[SOURCE]:
**********

# Payton over the past few months



## lovemeagolden (Oct 18, 2009)

Payton is 3 months old now and I just realized I haven't posted any pics of her lately. She's so cute and cuddly.


----------



## desilu (Nov 2, 2006)

I see she has the golden belly-up pose down pat! What a cutie!


----------



## C's Mom (Dec 7, 2009)

She is a doll. How I would love to pick her up and hug her. Please give her one from me.


----------



## Susan6953 (Jun 9, 2008)

She is really a cutie.


----------



## BeauShel (May 20, 2007)

She is a pretty little redheaded girl. Love the one of you holding her. So funny.


----------



## Daisybones (Aug 25, 2008)

She is just beautiful.

My neices name is Peyton Elizabeth!! Thats sooooo cool. I will have to show her your Payton Elizabeth.


----------



## Traz (Jan 19, 2009)

LOL When my girl lays like that I tell her it isn't very Lady like. Very cute.


----------



## Florabora22 (Nov 30, 2008)

So cute! You're in IL - what breeder did you get her from? Lol, not that I'm going to get another puppy for the next 12 years, but it's always good to know.


----------



## lovemeagolden (Oct 18, 2009)

I didn't get her from a "breeder" per say. A Friend of a friend decided to breed her female for the first time and I was luckly enough to find out about it. They lived over near the Iowa border.


----------



## lovemeagolden (Oct 18, 2009)

I've tried to tell her it's not very lady like to lay like that, but she doesn't really listen since it's an open invitation for someone to rub her belly!


----------



## Florabora22 (Nov 30, 2008)

lovemeagolden said:


> I didn't get her from a "breeder" per say. A Friend of a friend decided to breed her female for the first time and I was luckly enough to find out about it. They lived over near the Iowa border.


Ah, too bad.  She is adorable! I love her coloring.


----------



## lovemeagolden (Oct 18, 2009)

Here's Payton asleep on my son's bed after a long walk in the snow and then a bath. I think she's worn out! And of course she has her "baby" bunny with her!


----------



## lovemeagolden (Oct 18, 2009)

We received 4 inches of snow last night and today so of course after work it was time to go out and play. I don't know how to put captions on each photo, so basically she was either searching for her tennis ball or dive bombing the snow. Of course after she would dive bomb the snow she would go crazy. DH says snow is like crack cocaine for dogs! LOL She loves it.


----------



## Jennifer (Sep 12, 2009)

She is such a cutie!! I love the snow pictures!


----------



## EvilNessCroft (Feb 17, 2009)

She's adorable! I love the pics where she's zooming in the snow!


----------



## Ambesi (Jul 16, 2009)

What a little cutie and a gorgeous color!


----------



## inge (Sep 20, 2009)

Her color is really pretty! She's growing up!


----------



## lovemeagolden (Oct 18, 2009)

Yesterday and today I took her out to where I work out by the airport. Ton's of open area to run, large piles of snow from the plows and of course some deep snow drifts. She had a blast. :bowl: Some of the drifts were almost as tall as she was so it was so funny seeing her jumping instead of running. Yesterday it was 4 degrees with a negative wind chill and today a heat wave, 17 degrees feels like 4! The things we do for our dogs.

**********

[DATASET EXCERPT]:
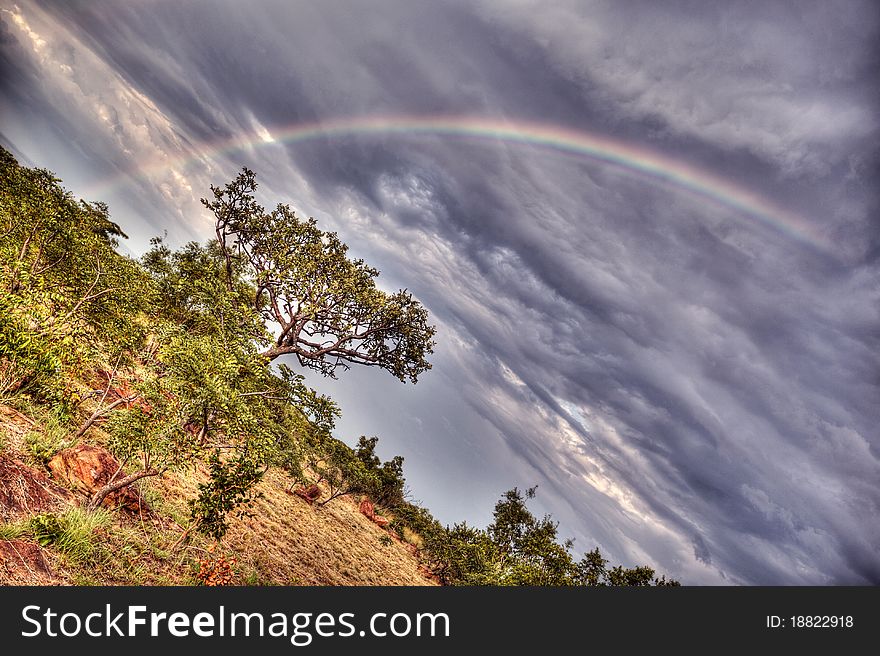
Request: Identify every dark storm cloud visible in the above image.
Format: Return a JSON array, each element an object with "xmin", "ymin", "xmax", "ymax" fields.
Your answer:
[{"xmin": 2, "ymin": 0, "xmax": 880, "ymax": 584}]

**********

[SHORT PROBLEM A]: In the thread about Payton the puppy, translate this sentence into Spanish: "Here's Payton asleep on my son's bed after a long walk in the snow and then a bath."
[SHORT PROBLEM B]: Pick up the forum thread about Payton the puppy at the point where it stops, and keep writing in the same voice.

[WRITTEN REPLY A]: Aquí está Payton dormida en la cama de mi hijo después de una larga caminata en la nieve y luego un baño.

[WRITTEN REPLY B]:
----------



## lovemeagolden (Oct 18, 2009)

Well Payton found a new "toy" today while she was outside....


----------



## Susan6953 (Jun 9, 2008)

Is it your pot or did she bring it home from a neighbor? She is very cute and growing fast!


----------



## HovawartMom (Aug 10, 2006)

OMG,she's adorable!.


----------



## Muddypaws (Apr 20, 2009)

Wonderful pictures, she is having so much fun!! She is a real doll.


----------



## beccacc31 (Aug 17, 2009)

Payton is very cute. She's come along way from your original posts - You deserve a GREAT JOB!


----------



## lovemeagolden (Oct 18, 2009)

Susan6953 said:


> Is it your pot or did she bring it home from a neighbor? She is very cute and growing fast!


It was ours. The hubby had it shoved in a hole she had dug earlier. I guess she decided she wanted it for her self! Unfortunately she dropped it on the concrete after this so it broke. She thought she hit the jackpot since she had 3 pieces now, but I had to take them away so she wouldn't cut herself.


----------



## lovemeagolden (Oct 18, 2009)

beccacc31 said:


> Payton is very cute. She's come along way from your original posts - You deserve a GREAT JOB!


Thanks but I don't think I'm doing so good. She is relentless at attacking my son's feet. I've asked him to get up and leave every time she does that, but he doesn't get even get a chance to come back in and sit down and she's back at him. I know it will take time it's just sad to see him feel like he can't be around Payton.


----------



## lovemeagolden (Oct 18, 2009)

Just wanted to show you all the rough life my Payton has..... Pathetic.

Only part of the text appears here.